Challenge:
Answer these questions using the article below on recovering stolen crypto.
(a) How does the article say the law regards crypto compared with other forms of property?
(b) What single word does the article give for the "change of mind" it describes?
(c) What does the article call the only difference between crypto and everything else across history?

Passage given:
Skip to main content

Recovery of Stolen Crypto Is Easier Than Ever Even if Dispersed Into a Thousand Wallets?

What if my stolen assets are mixed and dispersed into a thousand wallets. How can you possibly get that back for me?

I sometimes get asked this question by smart people genuinely interested in how our method works. It's about trying to understand how we can still recover your assets easily, even after a thief spreads your stolen assets out so widely, it feels like it's now impossible to recover. As always, the answer is the same in every case you can imagine. Because crypto, in the eyes of the law, is identical in every way to all other forms of property, the recovery method will use existing well known techniques. One does not have to go into the precise mechanics of it, legal experts and analysts already know and have done for a thousand years. The question is really about 'money laundering' and how to overwhelm the attempt by thieves to hide the assets from the law. Money laundering has been a scam method since the dawn of time. So any remediation will be the same as has been used since the dawn of time too.

The way to treat this question is about a 'change of mind' - a mindset problem, metanoia. That's to say, there is absolutely nothing fundamentally different in the law, between crypto and any other financial asset that has ever existed.  If you can change your mind, stop believing the crypto narrative and look at it free from that blindfold, you will get it, immediately.


The answer must then be: do whatever has always been done to remediate stolen assets which have been widely dispersed. And, that is all.


The only difference between crypto and everything else across history, is superficial - crypto is easier to disperse by 'mixing' and more finely. Its not difficult to spread the assets over thousands of wallets, quickly. Many wallet holders will know it is the proceeds of crime. Many others will not know. And many more somewhere in between. But in the end, it really does not matter.

Supplied material:
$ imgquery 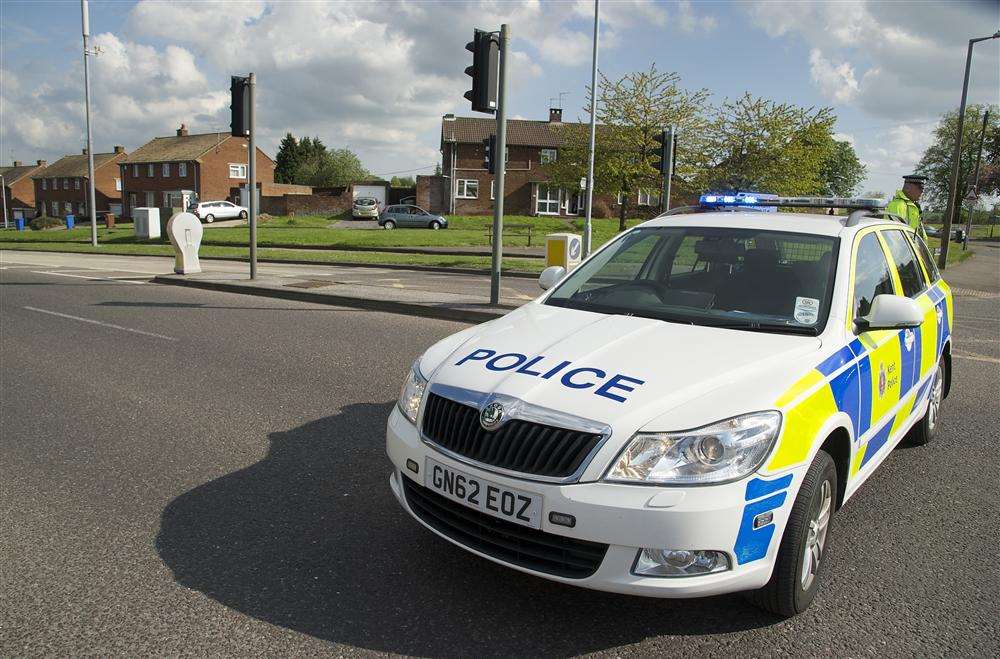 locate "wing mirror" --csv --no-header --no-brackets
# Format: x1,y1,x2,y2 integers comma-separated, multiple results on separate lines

Complete output:
(a) In the eyes of the law, crypto is identical in every way to all other forms of property.
(b) Metanoia.
(c) The difference is superficial: crypto is easier to disperse by "mixing," and more finely.